### Parts of the exercise
a. Answer these questions using the article on Rare Disease Day below.
(i) On what date does Rare Disease Day take place?
(ii) How many NMO patients live in British Columbia?
(iii) What does it mean when a drug is used "off label"?
b. Copy word for word everything in the article on Rare Disease Day from "Rare Disease Day, which" down to "in British Columbia.".
c. Carry on the article on Rare Disease Day, picking up after its last sentence.

-- Document text follows --

Written by on February 24th, 2014 –

What is Rare Disease Day?

Rare Disease Day, which takes place on February 28th, is a day to raise awareness about rare diseases and their impact on patients’ lives.

What is a rare disease?

A rare disease is defined as a condition affecting fewer than 1 in 2000 people. There are more than 7000 diagnosed rare diseases and many more undiagnosed diseases. Nearly three million Canadians have a rare disease. 

In North America, NMO affects 4 in 100,000 people. Currently Canada has 2000 NMO patients. 200 of those NMO patients reside in British Columbia.

How does having a rare disease affect patients?

Financial and administrative barriers deter physicians, researchers and scientists from submitting funding requests for small patient markets. Standardized drug trials require a certain number of subjects for a specified length of time. Due to the small patient market of a rare disease population, there are limited drug discovery initiatives funded by pharmaceutical companies. Therapies may be available but are not distributed or developed further due to the limited demand. This means that the drugs available to a patient are severely limited and often the drugs used to treat their diseases are used “off label”, meaning they were developed for a completely different illness. This can lead to a lack of drug coverage by the Canadian government.

-- Document text concluded --
-- Data extract follows --

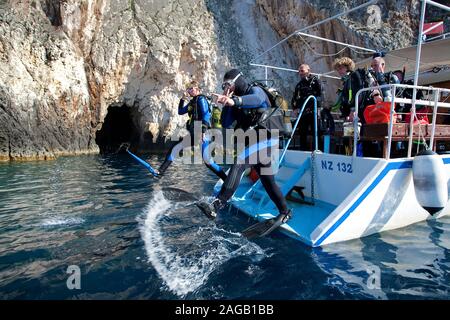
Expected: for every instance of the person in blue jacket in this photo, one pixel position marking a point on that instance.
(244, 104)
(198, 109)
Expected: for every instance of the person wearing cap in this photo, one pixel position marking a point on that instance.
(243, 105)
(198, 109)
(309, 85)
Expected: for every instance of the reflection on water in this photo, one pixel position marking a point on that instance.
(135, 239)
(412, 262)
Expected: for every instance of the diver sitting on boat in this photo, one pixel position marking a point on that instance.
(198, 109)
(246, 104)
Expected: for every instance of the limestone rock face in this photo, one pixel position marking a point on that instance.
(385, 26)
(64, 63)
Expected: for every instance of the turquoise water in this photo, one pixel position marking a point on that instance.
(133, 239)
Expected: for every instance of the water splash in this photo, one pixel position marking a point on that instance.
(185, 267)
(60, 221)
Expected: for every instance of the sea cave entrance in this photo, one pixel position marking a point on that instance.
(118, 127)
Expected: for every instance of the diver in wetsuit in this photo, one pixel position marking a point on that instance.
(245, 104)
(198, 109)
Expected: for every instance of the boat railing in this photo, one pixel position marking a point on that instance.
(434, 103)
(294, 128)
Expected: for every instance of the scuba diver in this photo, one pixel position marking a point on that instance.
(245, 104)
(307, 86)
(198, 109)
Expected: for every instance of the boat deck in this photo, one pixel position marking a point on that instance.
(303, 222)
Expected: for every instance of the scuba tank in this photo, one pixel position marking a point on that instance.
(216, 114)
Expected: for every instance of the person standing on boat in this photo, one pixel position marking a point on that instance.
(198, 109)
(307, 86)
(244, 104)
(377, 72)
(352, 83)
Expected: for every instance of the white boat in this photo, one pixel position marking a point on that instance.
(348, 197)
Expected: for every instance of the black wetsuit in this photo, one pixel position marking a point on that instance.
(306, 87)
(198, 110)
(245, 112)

-- Data extract concluded --
-- Data extract follows --

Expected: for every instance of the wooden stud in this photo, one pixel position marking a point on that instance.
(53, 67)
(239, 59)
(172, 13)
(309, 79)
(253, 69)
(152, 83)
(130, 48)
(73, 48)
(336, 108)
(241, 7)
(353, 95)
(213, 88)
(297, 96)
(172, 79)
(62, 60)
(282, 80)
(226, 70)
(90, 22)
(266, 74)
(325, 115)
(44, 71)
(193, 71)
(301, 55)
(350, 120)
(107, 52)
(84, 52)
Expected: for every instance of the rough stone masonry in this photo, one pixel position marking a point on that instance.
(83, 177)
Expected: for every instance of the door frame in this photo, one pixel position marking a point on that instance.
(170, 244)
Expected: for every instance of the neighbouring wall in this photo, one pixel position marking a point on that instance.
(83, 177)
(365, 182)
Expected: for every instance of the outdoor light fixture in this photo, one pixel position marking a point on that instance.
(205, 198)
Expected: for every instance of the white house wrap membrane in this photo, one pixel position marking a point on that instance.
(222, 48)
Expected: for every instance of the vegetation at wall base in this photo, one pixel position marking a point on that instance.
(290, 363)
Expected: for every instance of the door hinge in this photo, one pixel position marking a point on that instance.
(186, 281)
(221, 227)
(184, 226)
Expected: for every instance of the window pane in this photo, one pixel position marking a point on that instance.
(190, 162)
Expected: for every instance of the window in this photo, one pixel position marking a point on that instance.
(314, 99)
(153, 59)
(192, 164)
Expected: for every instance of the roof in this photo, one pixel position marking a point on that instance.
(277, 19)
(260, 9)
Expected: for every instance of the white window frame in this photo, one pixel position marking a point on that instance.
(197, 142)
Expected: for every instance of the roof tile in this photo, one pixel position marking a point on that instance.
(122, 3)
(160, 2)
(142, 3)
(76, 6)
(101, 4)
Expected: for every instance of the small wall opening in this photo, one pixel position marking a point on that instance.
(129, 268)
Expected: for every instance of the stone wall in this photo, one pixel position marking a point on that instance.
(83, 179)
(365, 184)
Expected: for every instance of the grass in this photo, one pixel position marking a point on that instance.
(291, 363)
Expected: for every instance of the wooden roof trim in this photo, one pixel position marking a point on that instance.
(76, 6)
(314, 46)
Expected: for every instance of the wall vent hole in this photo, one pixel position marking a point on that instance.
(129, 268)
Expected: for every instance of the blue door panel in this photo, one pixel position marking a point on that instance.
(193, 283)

-- Data extract concluded --
-- Data extract follows --

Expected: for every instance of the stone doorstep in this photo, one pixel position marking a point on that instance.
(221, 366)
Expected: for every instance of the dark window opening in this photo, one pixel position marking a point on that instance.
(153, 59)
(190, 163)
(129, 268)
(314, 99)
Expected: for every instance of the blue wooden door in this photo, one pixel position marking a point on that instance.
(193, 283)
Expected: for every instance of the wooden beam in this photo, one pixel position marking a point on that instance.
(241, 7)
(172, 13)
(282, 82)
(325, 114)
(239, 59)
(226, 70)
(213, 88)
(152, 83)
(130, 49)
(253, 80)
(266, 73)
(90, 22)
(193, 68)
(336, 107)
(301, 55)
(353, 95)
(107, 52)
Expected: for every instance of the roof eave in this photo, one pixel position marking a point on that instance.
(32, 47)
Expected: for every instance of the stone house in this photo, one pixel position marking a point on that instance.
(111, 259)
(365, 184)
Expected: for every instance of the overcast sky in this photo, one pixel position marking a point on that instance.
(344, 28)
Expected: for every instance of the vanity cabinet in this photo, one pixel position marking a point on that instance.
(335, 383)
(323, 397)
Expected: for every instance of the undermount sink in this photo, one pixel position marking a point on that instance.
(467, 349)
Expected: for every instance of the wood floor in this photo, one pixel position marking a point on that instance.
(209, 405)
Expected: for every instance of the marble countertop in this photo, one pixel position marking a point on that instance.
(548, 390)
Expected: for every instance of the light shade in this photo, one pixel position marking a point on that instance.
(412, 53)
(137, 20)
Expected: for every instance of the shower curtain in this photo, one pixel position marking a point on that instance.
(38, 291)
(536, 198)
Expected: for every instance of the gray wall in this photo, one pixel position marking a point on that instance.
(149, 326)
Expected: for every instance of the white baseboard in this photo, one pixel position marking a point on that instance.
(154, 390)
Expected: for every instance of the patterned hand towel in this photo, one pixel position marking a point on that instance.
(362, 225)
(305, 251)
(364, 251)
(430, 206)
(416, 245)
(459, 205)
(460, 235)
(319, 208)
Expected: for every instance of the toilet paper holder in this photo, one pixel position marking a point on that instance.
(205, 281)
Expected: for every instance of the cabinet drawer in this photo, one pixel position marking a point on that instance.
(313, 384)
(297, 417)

-- Data extract concluded --

### Written responses
a.
(i) February 28th
(ii) 200
(iii) The drug was developed for a completely different illness.

b.
Rare Disease Day, which takes place on February 28th, is a day to raise awareness about rare diseases and their impact on patients’ lives.

What is a rare disease?

A rare disease is defined as a condition affecting fewer than 1 in 2000 people. There are more than 7000 diagnosed rare diseases and many more undiagnosed diseases. Nearly three million Canadians have a rare disease. 

In North America, NMO affects 4 in 100,000 people. Currently Canada has 2000 NMO patients. 200 of those NMO patients reside in British Columbia.

c.
For example, the current drug therapies approved in BC for NMO are two immunosuppressant drugs in pill form, which were developed as anti-rejection drugs for kidney transplant patients. A third drug which is administered as an infusion is being used in the US, but does not currently have coverage in Canada. If the two immunosuppressant drugs in pill form fail for any reason, there is no back up drug for an NMO patient to turn to. My NMO specialist in BC is working hard to change this by lobbying the provincial government for coverage.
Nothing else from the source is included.